Then third, the church is a government. Fourth, the school is a government. Fifth, your vocation, your job is a government; it governs you, tells you when you have to wake up, what you have to do, and a great deal more. Then, society is a government. You are governed by what the community you live in does and thinks, it has an impact on you. And finally, one form of government among many, Civil Government. Those of you who have read De Tocqueville’s Democracy in America will recognize that this is what de Tocqueville was talking about. He said that America was essentially governed by associations, personal and cooperative. That various groups came together and formed organizations to take care of needs. At every seaport town there were innumerable groups that met every immigrant boat at the docks. They were ready to help the immigrants- and they did this as a Christian duty- to find housing, to learn English, to find a job or to get job training. Cooking classes for the women on the foods that were common to America that they probably didn’t know about in their home land. Schools for their children, Christian schools; and so on and on. Do you know that most of the Irish in this country are protestant because they were met by such groups at the boats? That was government. Government in action. People not leaving it to the state, but taking over themselves, and this is why we were a free people.

Coming from an immigrant family, I know how the vision of America as a place of freedom where people governed themselves, governed their families, created agencies whereby they could implement their faith and apply it to various spheres of life was like a vision to people overseas; that is what brought one group of immigrants after another here.

As a matter of fact, in those days you did not do what immigrants do now- and I am thinking of some specific examples- arrive here in California in the morning from Europe, and apply for food stamps and welfare in the afternoon. When one of my uncles arrived in the 20’s about 23 or 24, he had been under horrible conditions through the Russian famine with inadequate housing, barely able to make ends meet, working hard to put food on the table for his wife and children, all of whom died but one, a cousin, a boy I grew up with; and he paid a price for that, he had TB. He was held at LS Island until my father and uncle went to a Federal office and said in a sworn statement that he would never be a charge on the United States, never receive any free help; that the two of them would take care of him.

> [DATA ENTRIES]:

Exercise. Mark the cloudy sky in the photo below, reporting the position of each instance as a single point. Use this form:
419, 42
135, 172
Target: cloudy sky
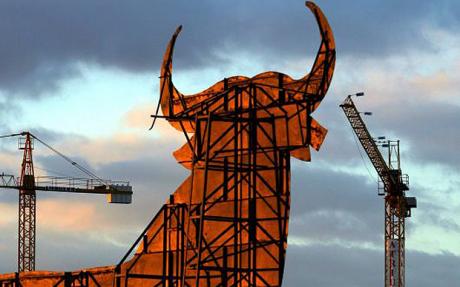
83, 75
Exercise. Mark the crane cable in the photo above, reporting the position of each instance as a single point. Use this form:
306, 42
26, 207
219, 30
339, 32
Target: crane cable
355, 137
81, 168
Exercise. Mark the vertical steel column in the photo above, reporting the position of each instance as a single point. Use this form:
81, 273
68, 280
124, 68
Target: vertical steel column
27, 210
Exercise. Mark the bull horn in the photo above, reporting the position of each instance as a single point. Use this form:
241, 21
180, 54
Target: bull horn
171, 100
323, 68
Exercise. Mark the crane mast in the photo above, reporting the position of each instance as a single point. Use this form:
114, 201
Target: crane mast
394, 186
27, 185
27, 209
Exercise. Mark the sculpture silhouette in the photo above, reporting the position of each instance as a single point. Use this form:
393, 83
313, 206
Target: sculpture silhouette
227, 223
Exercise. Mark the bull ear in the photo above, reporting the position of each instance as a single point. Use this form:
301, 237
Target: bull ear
321, 73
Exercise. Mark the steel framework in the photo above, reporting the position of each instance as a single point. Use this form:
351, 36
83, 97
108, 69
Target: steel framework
227, 224
27, 210
394, 185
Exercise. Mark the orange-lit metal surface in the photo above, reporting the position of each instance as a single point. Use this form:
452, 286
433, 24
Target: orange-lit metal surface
227, 223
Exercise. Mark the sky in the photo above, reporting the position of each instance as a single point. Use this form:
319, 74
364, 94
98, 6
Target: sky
83, 76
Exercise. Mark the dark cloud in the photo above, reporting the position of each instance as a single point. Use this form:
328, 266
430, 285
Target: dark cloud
330, 205
42, 42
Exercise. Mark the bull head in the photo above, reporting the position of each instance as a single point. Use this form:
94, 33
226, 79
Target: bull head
297, 99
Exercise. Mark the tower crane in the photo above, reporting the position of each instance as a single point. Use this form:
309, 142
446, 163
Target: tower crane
392, 185
27, 185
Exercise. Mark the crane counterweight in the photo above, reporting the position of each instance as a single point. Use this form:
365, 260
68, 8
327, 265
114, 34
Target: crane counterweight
393, 185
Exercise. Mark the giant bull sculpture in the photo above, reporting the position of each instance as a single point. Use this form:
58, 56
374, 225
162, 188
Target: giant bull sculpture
227, 223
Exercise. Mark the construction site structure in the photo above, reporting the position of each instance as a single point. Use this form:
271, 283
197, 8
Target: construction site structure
28, 184
227, 224
393, 185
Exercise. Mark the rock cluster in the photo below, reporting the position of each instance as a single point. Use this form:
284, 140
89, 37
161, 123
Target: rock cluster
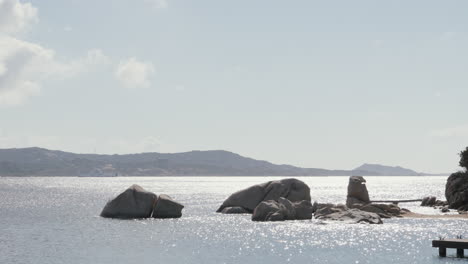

> [TASKS]:
[A] In the passage on government, what did de Tocqueville say America was essentially governed by?
[B] Write out the part of the passage on government that begins at the words "Coming from an" and stops after the words "after another here.".

> [TASK-BY-TASK ANSWERS]:
[A] Associations, personal and cooperative.

[B]
Coming from an immigrant family, I know how the vision of America as a place of freedom where people governed themselves, governed their families, created agencies whereby they could implement their faith and apply it to various spheres of life was like a vision to people overseas; that is what brought one group of immigrants after another here.